— Begin Records shown —

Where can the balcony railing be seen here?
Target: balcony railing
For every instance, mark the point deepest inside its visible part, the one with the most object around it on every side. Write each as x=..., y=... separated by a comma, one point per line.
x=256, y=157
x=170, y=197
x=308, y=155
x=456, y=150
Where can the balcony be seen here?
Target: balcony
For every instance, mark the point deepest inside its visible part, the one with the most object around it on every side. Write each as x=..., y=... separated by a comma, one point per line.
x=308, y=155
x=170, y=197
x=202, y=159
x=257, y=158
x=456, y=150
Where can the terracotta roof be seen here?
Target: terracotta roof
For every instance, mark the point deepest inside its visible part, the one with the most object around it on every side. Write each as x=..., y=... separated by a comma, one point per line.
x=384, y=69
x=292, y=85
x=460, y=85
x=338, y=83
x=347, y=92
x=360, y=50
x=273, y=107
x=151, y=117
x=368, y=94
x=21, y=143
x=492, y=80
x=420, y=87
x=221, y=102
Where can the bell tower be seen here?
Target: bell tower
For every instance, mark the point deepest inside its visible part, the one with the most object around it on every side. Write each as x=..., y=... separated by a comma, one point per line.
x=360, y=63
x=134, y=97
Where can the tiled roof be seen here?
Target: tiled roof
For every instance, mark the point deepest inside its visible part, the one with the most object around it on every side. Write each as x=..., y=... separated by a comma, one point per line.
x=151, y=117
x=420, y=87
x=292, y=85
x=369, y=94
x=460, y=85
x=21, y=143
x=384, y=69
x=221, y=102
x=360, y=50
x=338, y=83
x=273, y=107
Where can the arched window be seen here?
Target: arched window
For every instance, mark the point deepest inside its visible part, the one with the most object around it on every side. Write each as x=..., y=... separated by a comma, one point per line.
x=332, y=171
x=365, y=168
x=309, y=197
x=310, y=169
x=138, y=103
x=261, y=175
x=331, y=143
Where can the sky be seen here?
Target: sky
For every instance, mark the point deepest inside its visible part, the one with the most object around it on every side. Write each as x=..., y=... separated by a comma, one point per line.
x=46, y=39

— End Records shown —

- _Set exercise_:
Can you rewrite all the items above with "bell tower" changed to "church tower" wherever it occurs, keeping everything else the same?

- _The completed task_:
Where can the balcony railing be seen here?
Target: balcony railing
For every instance, mark the point deepest inside its visible part, the one with the most object around it on every side. Write each as x=..., y=... separated by a comma, one point per line.
x=256, y=157
x=170, y=197
x=308, y=155
x=456, y=150
Where can the balcony be seen here?
Target: balcony
For every instance, mark the point deepest inside its visible part, the one with the most object around it on every side. Write each as x=..., y=... separated by a comma, one point per line.
x=308, y=155
x=170, y=197
x=202, y=159
x=257, y=158
x=456, y=150
Where can the terracotta roof be seen here?
Target: terracotta roof
For every instance, mark the point deepest inside its visible part, the one with the most object around it on every side. Write each as x=..., y=... separated by a comma, one point per line.
x=384, y=69
x=292, y=85
x=460, y=85
x=338, y=83
x=347, y=92
x=360, y=50
x=273, y=107
x=151, y=117
x=368, y=94
x=21, y=143
x=492, y=80
x=420, y=87
x=221, y=102
Where can the church tower be seen here?
Target: church tower
For every instance, mark the point deepest inside its visible part, the one with the most object around it on every side. Write each as x=..., y=... separated by a comma, one point per line.
x=360, y=63
x=134, y=97
Where can the tiled roof be seen here?
Target: tiled roof
For every instance, mark the point deepest inside its visible part, the one with the most object around it on every side. Write each as x=..., y=... separated by a comma, one point per line.
x=151, y=117
x=420, y=87
x=292, y=85
x=369, y=94
x=460, y=85
x=21, y=143
x=384, y=69
x=221, y=102
x=360, y=50
x=338, y=83
x=273, y=107
Where can the arched window be seen here?
Target: arched window
For every instance, mark the point deepest inside its visible part, the one with the most object around it on every side. Write each as x=..., y=... separated by a comma, one point per line.
x=332, y=171
x=365, y=168
x=309, y=197
x=310, y=169
x=138, y=103
x=261, y=175
x=331, y=143
Where can the sky be seen here?
Target: sky
For every instance, mark the point deepest inside its visible part, the one with the most object around it on every side. Write each as x=..., y=... separated by a comma, one point per line.
x=46, y=39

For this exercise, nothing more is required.